# [Aim of the exercise]
Rewrite everything in the data below from the line containing "Keypoint placement rule: for each instance of the green" down to the line containing "(147, 1020)", both included, as a JSON list of strings with one string per line and blank lines left out.

# [Data shown]
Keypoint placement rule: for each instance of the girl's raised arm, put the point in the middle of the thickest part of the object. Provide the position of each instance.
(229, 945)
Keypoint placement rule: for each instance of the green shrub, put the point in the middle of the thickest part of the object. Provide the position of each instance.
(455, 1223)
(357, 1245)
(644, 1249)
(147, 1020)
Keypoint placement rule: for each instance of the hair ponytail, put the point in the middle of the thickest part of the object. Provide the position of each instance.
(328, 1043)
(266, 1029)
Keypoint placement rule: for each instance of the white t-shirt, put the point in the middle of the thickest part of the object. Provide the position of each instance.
* * *
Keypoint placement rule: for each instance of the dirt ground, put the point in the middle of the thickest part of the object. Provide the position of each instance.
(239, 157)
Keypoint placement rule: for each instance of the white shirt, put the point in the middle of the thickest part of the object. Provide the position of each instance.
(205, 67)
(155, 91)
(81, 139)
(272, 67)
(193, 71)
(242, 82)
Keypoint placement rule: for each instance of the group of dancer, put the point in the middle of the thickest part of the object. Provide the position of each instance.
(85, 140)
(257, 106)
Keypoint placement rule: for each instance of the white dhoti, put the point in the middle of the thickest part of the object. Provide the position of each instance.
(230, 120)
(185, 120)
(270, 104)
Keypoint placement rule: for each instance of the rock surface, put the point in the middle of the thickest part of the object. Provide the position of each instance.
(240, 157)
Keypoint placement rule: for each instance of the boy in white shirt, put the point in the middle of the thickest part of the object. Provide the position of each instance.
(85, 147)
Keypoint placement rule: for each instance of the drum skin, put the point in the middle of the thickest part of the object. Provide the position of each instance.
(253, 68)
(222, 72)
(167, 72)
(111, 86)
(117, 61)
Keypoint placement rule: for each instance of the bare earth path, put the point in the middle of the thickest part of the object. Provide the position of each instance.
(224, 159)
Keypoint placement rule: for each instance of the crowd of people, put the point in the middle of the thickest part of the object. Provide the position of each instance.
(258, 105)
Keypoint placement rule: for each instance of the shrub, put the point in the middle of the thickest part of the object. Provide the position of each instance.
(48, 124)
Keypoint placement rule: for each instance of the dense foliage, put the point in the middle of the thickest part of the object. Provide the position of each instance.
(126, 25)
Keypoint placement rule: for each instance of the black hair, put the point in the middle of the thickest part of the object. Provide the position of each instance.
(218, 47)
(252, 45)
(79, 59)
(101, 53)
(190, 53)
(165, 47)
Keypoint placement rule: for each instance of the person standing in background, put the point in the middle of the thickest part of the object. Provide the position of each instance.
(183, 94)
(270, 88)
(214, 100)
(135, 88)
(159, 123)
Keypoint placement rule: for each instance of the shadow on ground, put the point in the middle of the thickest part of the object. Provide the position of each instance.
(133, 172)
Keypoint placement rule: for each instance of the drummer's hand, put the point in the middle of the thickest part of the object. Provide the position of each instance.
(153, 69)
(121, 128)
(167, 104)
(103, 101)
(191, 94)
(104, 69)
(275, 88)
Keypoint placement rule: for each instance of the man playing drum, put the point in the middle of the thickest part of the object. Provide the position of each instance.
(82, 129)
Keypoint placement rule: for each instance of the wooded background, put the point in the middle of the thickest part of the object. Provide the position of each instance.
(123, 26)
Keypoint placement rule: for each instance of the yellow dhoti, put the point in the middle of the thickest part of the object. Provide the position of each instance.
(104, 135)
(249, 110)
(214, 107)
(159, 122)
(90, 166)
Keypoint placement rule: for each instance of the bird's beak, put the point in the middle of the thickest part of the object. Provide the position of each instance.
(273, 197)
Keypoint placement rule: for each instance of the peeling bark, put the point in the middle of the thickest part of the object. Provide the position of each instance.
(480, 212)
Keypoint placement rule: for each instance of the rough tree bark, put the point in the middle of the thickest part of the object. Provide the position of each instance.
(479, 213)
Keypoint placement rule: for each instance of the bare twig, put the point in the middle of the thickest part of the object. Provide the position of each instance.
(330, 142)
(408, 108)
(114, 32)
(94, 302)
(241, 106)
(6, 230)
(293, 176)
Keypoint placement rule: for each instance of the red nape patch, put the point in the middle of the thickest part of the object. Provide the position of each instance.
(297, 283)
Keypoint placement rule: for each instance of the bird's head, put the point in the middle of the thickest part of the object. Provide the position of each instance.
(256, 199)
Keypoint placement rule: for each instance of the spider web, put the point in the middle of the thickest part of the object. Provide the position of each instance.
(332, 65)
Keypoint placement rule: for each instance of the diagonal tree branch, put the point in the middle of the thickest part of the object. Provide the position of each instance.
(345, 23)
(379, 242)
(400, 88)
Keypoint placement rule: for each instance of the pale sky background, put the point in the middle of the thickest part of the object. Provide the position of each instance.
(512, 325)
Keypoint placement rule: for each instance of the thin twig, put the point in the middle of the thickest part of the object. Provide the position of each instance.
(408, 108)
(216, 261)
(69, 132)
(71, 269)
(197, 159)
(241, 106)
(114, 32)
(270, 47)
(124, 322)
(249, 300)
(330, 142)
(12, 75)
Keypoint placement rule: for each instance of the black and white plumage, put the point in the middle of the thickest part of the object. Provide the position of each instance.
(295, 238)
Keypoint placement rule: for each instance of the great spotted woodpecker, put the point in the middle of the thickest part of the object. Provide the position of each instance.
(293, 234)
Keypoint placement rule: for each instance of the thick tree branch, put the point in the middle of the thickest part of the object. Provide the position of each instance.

# [The reply]
[
  "Keypoint placement rule: for each instance of the green shrub, put the point in the middle of the thickest part of the object. Provide the position of each instance.",
  "(455, 1223)",
  "(357, 1245)",
  "(644, 1249)",
  "(147, 1020)"
]